WRITTEN TASK. Reproduce the stretch of the Flashchat forum thread from "I have to refresh" through "be that slow..".

SELECTED PASSAGE.
╔══

# Online Chat (Returns/Upgraded)



## ScottW (Jan 4, 2006)

Flashchat has been broke since we upgraded thet site a month ago. The software has been upgraded and again interfaces with your site account here at macosx.com.

http://www.macosx.com/forums/chat/flashchat.php


----------



## Cheryl (Jan 5, 2006)

I just tried it and I got the message that I have been banned. 

What did I do?


----------



## fryke (Jan 5, 2006)

can the bot be removed? it's annoying...


----------



## mdnky (Jan 5, 2006)

I'm getting the same message too.


----------



## bobw (Jan 6, 2006)

The bot sucks, kill it

Chat doesn't work in Firefox for me


----------



## Cheryl (Jan 15, 2006)

It's not working. All you get is the background pattern now.

Safari 2.03
OS 10.4.4


----------



## bobw (Jan 15, 2006)

Refresh and see if it works. Working for me and a lot of people in there.


----------



## mdnky (Jan 15, 2006)

Every time I try to get in, it gives me a message that I've been banned.


----------



## bobw (Jan 15, 2006)

There are a lot of people listed as being in there, but no one is talking or replying. May not be workiing.


----------



## Cheryl (Jan 29, 2006)

Bob, I tried the refresh and I got the message that I am banned. 

OS 10.4.4, Safari 2.0.3


----------



## chevy (Jan 29, 2006)

Same thing for me.


----------



## bobw (Jan 29, 2006)

Looks like the FlashChat isn't working


----------



## eric2006 (Feb 24, 2006)

I have to refresh a few times, then it takes a few minutes to load once I get to that part. I have to tell the computer to keep loading - it thinks that it might crash if it continues to load the script. Once I get in, it's too slow to do anything. I have a 1ghz processor, so it shouldn't be that slow..


----------

╚══

MATERIAL PROVIDED.
╔══

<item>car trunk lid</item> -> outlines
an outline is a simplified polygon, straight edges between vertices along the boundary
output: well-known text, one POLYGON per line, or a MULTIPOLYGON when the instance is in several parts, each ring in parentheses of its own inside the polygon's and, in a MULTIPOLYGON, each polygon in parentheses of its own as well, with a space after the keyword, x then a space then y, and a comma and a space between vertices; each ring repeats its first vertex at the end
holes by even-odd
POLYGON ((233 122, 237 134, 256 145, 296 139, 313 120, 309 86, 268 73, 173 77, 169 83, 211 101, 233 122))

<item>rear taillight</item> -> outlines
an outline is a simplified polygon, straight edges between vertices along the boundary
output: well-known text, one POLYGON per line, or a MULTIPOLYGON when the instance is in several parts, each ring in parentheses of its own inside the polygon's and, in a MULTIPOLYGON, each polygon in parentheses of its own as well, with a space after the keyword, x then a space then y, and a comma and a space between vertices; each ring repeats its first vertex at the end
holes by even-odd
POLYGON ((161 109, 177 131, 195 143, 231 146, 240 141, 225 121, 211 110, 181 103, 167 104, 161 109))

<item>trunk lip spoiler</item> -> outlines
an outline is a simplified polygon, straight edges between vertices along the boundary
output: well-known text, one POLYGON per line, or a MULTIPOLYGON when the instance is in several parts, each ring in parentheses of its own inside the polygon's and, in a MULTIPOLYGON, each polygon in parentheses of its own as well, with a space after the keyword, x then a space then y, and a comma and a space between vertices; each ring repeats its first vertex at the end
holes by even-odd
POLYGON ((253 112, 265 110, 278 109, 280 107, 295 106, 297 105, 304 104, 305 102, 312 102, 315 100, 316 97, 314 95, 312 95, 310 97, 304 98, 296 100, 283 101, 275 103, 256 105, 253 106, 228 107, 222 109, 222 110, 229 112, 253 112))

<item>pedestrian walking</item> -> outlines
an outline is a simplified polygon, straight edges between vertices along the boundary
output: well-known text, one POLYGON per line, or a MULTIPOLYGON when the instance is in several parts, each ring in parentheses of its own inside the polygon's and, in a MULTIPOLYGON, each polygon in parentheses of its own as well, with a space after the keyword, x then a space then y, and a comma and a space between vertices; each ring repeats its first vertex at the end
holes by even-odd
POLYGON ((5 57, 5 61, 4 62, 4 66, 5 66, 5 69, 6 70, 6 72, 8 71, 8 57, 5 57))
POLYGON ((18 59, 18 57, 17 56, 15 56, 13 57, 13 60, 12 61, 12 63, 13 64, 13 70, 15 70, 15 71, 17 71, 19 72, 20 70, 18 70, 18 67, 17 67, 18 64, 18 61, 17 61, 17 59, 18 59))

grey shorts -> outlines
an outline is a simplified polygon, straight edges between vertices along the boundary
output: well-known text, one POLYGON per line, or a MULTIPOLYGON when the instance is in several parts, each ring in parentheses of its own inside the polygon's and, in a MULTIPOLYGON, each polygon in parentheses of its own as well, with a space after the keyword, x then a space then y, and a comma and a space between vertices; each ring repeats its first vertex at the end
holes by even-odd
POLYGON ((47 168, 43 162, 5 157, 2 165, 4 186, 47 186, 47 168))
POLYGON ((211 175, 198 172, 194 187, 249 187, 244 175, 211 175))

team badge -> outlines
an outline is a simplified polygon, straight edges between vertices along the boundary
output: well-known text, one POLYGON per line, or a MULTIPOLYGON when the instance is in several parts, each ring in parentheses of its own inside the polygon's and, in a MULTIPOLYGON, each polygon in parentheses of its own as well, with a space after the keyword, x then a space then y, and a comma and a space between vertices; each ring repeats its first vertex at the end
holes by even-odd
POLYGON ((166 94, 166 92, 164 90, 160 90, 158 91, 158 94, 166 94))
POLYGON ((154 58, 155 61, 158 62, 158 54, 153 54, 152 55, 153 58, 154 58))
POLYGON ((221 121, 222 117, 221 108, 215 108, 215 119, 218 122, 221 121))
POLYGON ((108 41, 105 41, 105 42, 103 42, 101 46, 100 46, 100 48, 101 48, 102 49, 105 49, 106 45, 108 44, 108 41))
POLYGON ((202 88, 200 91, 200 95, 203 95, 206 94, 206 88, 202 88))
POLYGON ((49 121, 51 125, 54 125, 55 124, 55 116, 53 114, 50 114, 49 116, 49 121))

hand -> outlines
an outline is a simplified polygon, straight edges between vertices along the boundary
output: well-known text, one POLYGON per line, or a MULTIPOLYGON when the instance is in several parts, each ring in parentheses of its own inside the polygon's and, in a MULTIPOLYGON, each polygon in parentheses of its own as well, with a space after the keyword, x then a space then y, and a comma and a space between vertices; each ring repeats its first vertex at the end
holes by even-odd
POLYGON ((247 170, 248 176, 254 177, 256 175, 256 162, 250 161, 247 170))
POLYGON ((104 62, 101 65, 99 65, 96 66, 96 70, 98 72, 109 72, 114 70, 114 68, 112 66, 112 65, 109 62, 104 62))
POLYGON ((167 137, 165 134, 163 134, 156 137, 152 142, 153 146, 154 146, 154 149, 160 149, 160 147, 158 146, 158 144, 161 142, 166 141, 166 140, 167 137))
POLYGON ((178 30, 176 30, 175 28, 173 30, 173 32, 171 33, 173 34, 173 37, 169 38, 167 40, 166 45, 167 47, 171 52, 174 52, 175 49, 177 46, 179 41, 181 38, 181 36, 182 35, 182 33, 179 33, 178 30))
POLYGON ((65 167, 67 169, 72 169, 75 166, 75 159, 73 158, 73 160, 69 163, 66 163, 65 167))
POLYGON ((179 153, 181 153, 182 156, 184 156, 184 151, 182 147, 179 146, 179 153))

╚══
╔══

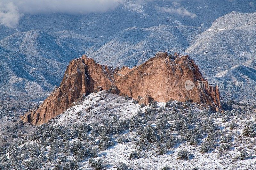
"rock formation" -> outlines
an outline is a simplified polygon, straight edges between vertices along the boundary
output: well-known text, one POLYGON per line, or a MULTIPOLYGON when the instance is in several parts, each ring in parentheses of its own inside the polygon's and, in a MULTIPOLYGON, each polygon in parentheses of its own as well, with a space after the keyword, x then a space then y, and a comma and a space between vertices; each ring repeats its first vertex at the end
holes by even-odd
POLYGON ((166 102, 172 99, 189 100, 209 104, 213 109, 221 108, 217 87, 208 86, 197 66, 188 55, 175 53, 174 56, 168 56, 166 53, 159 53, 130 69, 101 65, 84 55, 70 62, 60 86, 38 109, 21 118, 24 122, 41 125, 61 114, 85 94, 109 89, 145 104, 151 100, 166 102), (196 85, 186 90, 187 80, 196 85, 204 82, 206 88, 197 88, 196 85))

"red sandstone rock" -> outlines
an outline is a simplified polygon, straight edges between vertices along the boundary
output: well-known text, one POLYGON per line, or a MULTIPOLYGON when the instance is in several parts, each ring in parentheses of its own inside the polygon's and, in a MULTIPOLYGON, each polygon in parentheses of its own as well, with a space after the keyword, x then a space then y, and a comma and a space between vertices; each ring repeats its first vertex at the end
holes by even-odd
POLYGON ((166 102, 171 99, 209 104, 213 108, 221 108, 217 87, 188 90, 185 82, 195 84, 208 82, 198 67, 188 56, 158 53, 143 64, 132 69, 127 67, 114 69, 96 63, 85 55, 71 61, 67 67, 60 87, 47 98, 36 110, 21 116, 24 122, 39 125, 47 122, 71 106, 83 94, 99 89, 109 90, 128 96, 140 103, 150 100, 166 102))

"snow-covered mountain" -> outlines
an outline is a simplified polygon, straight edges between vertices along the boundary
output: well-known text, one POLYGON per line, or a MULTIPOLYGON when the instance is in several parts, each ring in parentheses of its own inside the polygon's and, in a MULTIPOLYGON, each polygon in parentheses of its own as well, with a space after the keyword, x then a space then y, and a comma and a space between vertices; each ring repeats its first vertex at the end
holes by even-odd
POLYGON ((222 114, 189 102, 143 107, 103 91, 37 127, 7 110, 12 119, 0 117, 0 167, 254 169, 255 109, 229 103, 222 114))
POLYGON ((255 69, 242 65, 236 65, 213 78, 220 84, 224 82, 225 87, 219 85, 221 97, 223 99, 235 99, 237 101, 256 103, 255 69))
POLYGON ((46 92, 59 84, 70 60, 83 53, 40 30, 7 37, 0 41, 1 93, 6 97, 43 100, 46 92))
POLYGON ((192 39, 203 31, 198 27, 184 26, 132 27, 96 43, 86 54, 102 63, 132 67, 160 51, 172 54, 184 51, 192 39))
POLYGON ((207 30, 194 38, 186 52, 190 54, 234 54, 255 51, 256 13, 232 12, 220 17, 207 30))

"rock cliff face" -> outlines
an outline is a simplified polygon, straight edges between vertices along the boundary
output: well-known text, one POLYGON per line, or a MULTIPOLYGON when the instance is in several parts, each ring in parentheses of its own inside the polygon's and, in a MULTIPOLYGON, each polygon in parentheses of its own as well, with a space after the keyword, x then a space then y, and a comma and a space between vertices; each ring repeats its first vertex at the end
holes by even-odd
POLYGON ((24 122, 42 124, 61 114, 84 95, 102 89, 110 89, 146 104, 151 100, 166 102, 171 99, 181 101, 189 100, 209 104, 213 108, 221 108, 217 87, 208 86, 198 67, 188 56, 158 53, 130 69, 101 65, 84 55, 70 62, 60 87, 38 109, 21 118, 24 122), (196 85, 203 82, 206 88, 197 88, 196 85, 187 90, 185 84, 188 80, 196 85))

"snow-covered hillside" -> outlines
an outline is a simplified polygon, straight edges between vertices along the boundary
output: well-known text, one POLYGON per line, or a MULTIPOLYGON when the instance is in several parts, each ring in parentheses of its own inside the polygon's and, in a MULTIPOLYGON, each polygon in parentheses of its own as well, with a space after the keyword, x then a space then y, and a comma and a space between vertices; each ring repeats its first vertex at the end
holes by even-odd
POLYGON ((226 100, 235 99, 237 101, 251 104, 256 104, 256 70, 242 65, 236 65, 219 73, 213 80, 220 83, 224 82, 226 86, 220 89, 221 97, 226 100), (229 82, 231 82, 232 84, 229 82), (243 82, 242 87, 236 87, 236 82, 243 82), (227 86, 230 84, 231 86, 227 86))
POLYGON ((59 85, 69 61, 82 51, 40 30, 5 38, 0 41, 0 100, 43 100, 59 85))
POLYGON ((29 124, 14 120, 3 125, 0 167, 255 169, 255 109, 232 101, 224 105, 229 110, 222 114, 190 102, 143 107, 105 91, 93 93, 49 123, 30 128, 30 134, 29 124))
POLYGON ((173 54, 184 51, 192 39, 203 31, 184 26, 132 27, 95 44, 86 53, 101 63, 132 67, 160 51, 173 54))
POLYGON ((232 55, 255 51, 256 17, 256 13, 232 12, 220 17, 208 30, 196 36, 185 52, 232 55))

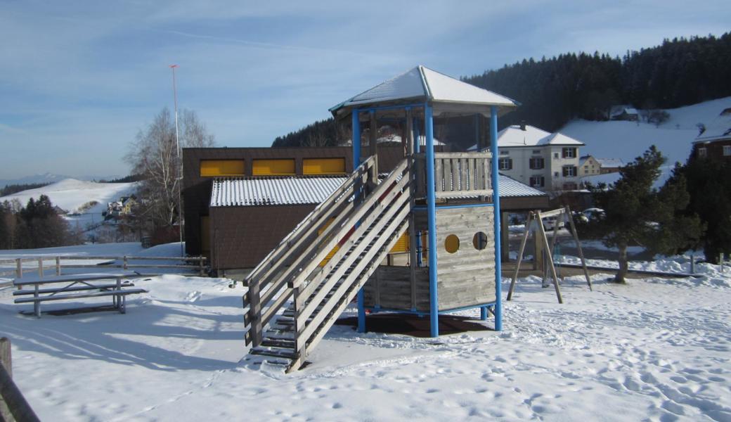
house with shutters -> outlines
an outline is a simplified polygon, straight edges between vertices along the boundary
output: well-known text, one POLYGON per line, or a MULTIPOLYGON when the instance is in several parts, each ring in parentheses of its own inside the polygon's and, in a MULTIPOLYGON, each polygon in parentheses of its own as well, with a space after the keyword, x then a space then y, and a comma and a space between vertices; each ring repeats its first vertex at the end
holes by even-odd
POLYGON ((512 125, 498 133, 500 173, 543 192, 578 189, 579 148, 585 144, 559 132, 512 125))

╚══

OUTPUT OF THE EXERCISE.
I have to refresh a few times, then it takes a few minutes to load once I get to that part. I have to tell the computer to keep loading - it thinks that it might crash if it continues to load the script. Once I get in, it's too slow to do anything. I have a 1ghz processor, so it shouldn't be that slow..